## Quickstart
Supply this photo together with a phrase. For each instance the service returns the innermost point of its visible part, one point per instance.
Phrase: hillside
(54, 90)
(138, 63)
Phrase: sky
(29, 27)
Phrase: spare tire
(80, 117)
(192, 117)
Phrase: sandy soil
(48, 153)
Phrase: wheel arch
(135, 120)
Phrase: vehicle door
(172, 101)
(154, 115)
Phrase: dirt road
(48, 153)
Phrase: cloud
--
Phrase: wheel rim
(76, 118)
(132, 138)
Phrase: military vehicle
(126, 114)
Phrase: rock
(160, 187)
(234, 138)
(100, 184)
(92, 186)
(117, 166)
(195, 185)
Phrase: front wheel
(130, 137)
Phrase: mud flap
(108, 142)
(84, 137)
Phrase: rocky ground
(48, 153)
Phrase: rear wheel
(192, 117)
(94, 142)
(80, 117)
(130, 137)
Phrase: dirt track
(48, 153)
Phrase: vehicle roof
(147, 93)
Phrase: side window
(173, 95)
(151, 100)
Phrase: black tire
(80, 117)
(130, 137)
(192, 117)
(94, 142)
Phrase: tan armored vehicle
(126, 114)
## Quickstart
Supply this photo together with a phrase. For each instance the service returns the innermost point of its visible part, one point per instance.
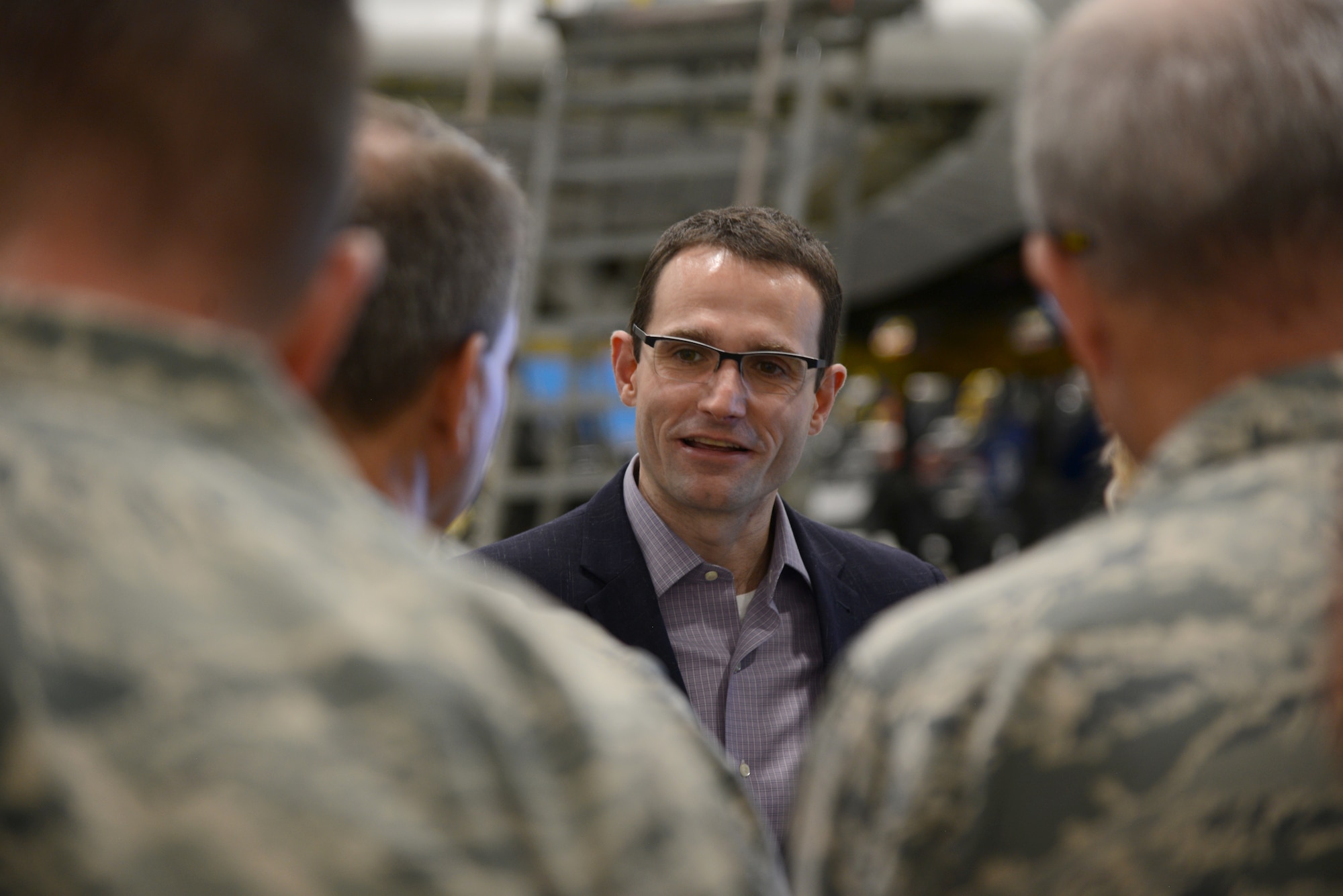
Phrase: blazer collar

* Given request
Lay out as a numbered list the records starting with the line containing "Phrase: sandy soil" and going on through the line containing "Phrase: cloud", leaving out any blank lines.

* Solution to the problem
1. Phrase: sandy soil
2. (48, 153)
3. Phrase: wheel arch
4. (135, 120)
5. Phrase: vehicle door
6. (172, 101)
7. (154, 115)
8. Phrase: dirt road
9. (48, 153)
10. Phrase: cloud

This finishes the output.